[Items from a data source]
_ _ _

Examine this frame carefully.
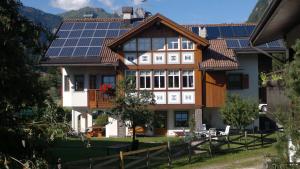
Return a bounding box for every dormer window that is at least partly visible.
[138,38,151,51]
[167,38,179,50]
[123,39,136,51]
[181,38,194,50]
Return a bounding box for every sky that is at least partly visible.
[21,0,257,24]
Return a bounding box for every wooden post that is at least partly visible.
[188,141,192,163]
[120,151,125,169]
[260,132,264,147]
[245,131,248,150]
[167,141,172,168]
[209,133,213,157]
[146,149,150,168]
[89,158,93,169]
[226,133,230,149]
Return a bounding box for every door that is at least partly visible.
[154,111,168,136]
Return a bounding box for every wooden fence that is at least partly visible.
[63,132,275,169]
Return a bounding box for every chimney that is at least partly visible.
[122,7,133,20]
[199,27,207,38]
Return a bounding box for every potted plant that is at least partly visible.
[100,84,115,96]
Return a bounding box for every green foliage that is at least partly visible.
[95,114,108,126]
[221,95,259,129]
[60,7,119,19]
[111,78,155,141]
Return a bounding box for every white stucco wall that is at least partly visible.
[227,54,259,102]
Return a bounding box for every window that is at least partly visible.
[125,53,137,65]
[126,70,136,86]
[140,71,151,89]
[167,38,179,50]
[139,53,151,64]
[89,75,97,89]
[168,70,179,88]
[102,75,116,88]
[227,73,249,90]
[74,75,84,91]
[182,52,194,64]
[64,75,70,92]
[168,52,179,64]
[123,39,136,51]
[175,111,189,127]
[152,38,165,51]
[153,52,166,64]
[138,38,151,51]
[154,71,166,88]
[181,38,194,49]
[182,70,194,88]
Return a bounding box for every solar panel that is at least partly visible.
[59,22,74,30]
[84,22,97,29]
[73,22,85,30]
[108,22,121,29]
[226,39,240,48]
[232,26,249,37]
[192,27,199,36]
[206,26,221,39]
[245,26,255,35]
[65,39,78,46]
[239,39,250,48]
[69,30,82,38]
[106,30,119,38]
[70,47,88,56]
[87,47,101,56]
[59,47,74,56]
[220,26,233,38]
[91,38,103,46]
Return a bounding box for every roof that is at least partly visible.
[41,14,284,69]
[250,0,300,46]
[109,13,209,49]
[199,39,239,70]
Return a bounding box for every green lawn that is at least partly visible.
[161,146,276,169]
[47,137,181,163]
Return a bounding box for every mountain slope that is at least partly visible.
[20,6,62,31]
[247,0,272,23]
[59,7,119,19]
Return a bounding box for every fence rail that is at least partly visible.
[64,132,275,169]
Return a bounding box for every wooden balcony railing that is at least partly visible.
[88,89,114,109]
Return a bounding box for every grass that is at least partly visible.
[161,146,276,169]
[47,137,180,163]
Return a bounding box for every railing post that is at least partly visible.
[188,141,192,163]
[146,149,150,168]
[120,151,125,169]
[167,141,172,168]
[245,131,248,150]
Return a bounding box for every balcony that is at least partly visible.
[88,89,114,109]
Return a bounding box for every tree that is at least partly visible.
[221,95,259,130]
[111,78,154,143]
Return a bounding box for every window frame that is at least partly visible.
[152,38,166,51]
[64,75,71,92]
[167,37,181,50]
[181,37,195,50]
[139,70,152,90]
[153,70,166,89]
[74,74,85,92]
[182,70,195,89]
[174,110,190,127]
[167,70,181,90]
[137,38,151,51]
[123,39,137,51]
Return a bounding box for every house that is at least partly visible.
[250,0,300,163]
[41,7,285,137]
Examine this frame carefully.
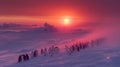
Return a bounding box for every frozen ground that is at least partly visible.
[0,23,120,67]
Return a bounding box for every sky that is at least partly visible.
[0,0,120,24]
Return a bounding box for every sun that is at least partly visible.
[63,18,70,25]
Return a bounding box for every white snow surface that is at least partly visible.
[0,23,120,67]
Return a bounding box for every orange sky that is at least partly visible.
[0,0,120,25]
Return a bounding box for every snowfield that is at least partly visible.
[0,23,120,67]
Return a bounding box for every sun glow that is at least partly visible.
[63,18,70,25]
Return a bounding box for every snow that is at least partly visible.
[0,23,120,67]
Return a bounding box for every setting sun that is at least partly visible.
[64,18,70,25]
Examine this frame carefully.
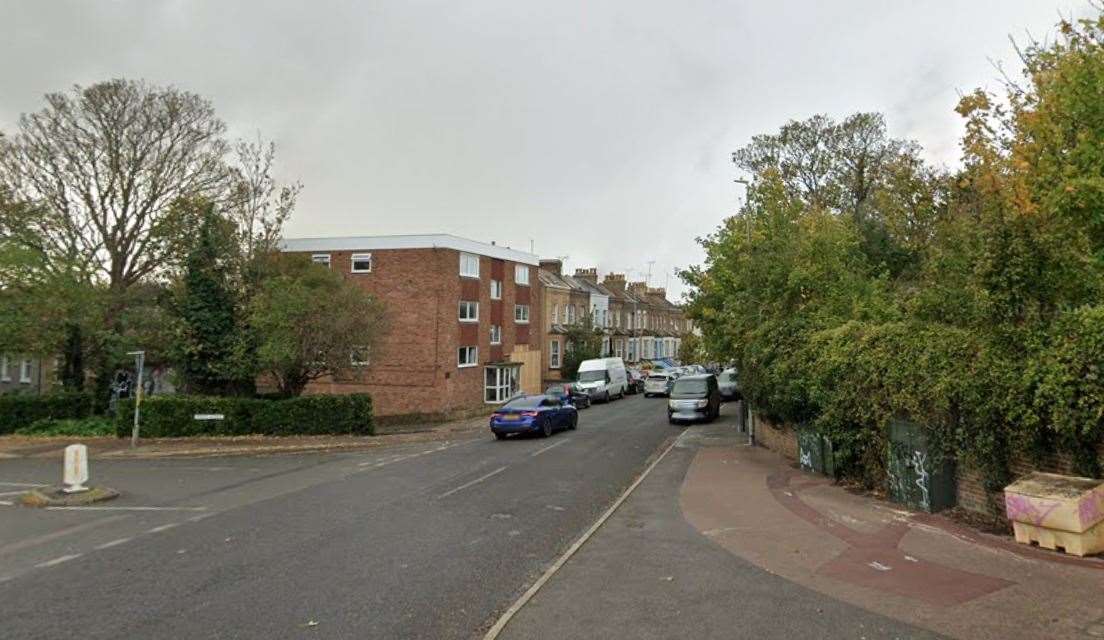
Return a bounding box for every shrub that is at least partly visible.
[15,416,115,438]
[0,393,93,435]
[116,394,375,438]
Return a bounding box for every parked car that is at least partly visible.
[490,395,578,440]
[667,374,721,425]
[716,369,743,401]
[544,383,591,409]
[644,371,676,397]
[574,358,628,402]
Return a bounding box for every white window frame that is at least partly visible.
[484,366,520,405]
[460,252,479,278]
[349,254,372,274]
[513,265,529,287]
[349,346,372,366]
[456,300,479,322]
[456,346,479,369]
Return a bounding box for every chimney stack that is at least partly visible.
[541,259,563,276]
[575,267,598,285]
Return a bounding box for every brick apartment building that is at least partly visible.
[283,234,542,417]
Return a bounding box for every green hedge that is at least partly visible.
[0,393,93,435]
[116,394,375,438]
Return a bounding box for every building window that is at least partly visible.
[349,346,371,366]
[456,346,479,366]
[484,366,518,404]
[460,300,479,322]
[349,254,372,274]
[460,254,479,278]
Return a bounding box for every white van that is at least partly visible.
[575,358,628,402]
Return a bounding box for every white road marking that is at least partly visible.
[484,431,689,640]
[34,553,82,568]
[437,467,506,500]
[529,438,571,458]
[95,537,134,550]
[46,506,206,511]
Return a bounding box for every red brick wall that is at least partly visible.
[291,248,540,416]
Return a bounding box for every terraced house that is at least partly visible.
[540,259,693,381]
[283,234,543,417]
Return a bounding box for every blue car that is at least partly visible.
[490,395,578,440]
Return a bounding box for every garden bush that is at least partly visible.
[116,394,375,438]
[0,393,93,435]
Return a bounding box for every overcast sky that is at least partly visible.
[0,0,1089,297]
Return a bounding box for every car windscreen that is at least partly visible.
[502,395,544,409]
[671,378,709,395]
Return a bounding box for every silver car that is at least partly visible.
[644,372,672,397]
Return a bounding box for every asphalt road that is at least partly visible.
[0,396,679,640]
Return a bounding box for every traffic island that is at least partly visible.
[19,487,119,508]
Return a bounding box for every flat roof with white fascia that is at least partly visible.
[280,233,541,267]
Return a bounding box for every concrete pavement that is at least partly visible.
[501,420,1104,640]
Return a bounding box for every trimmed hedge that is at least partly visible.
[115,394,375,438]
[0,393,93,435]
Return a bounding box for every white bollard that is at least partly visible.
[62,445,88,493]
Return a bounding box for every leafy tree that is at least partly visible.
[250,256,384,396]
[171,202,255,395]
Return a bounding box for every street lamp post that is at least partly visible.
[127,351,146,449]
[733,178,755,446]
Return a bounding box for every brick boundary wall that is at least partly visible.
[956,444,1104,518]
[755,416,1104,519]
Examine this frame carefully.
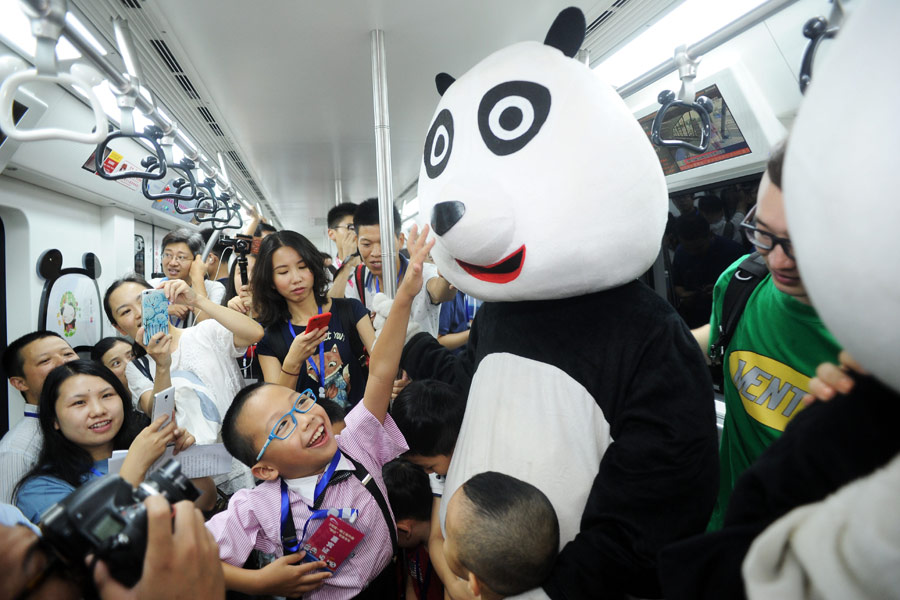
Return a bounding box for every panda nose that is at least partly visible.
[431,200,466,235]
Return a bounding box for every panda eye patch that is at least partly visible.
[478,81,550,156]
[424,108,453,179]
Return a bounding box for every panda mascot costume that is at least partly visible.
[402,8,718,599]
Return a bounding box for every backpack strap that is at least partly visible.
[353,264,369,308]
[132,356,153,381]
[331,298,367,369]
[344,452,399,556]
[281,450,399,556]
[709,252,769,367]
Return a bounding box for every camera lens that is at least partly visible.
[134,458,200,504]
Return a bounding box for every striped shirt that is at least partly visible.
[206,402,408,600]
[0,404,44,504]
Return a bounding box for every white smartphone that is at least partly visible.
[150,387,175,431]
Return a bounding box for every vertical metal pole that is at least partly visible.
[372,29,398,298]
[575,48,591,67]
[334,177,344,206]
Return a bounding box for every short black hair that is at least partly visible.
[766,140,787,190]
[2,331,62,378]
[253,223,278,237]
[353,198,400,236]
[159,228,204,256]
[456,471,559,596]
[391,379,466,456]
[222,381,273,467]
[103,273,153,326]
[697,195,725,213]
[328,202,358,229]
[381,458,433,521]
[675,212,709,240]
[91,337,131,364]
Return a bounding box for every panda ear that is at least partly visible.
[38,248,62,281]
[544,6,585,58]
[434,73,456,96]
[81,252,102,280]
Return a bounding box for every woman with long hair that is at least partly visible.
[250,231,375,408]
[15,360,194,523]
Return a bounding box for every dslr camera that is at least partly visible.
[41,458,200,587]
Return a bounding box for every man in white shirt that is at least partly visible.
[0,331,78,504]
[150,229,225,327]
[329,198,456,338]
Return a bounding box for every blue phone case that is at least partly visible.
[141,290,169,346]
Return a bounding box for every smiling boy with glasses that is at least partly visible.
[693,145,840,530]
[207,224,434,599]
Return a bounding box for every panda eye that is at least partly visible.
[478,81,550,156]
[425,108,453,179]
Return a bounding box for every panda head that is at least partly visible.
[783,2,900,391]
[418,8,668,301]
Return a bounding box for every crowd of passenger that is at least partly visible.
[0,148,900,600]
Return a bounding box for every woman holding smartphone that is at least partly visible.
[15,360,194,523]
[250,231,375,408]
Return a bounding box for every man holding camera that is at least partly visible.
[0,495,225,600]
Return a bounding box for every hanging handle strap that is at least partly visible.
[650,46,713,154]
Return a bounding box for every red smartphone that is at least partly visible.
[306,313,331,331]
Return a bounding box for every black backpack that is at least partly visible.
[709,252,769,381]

_ _ _

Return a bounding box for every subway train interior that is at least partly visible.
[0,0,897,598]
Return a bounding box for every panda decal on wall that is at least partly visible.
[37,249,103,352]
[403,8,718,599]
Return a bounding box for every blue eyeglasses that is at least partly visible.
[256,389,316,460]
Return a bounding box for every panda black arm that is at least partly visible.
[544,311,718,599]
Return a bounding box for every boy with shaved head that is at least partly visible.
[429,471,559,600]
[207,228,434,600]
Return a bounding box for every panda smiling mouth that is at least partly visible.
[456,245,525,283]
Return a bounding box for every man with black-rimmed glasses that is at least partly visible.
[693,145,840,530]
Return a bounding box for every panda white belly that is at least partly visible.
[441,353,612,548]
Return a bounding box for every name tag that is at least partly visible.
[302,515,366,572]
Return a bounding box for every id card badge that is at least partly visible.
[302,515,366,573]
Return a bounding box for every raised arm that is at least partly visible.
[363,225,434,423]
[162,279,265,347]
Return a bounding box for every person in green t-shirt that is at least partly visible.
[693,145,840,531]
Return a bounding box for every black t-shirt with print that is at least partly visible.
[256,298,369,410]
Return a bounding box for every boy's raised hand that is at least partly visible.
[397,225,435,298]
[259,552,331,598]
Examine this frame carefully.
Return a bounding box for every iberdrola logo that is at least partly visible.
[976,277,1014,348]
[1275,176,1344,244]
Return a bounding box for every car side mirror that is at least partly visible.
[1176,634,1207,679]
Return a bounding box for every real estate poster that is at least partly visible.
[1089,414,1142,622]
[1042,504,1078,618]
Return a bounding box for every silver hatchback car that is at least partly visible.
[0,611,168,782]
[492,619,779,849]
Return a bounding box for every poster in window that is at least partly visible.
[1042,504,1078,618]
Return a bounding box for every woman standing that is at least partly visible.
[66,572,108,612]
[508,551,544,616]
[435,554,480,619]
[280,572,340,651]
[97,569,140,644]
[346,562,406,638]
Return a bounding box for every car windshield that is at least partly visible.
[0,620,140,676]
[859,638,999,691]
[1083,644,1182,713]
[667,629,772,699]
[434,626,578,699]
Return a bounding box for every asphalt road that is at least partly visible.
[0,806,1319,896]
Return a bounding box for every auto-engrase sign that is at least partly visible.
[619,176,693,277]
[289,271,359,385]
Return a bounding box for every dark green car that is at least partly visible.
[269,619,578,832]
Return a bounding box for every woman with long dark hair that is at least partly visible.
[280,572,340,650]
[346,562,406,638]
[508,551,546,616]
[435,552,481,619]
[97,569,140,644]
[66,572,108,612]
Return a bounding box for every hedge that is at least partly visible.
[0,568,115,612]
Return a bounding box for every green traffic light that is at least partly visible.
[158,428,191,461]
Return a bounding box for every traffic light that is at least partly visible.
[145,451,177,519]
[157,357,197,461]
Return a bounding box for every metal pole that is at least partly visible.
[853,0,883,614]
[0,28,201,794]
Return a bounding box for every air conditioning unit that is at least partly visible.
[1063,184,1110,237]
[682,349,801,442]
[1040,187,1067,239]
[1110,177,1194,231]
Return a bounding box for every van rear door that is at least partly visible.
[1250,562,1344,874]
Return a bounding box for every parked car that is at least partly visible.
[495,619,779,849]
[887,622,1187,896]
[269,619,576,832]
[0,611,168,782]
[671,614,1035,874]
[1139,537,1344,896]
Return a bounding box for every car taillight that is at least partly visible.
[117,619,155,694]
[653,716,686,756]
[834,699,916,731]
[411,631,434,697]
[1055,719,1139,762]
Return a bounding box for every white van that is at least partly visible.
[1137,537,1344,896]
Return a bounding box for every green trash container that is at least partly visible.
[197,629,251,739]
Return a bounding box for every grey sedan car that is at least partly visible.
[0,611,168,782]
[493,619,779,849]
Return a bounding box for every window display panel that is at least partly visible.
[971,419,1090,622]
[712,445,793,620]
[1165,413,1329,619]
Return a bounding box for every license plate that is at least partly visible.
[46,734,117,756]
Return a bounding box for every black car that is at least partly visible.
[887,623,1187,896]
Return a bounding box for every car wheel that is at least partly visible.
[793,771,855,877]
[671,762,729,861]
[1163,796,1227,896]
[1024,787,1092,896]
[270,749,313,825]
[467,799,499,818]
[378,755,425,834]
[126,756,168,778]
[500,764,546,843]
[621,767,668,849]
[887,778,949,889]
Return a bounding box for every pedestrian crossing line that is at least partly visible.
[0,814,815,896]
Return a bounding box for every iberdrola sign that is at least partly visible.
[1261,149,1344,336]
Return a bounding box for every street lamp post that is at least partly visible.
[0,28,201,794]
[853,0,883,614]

_ _ _

Exercise aim » Please copy out, word for word, the part of the data above that opens with the line containing "Return a bounding box for every white bollard" and closes with the line containing "[733,178,755,446]". Include both of those lines and nothing else.

Result of this task »
Return a bounding box for every white bollard that is at least partly visible.
[62,445,88,493]
Return a bounding box for every leafy tree that is at least partly visible.
[250,256,384,396]
[171,202,255,395]
Return a bounding box for every street lamp post that is at least partly visible.
[127,351,146,449]
[733,178,755,446]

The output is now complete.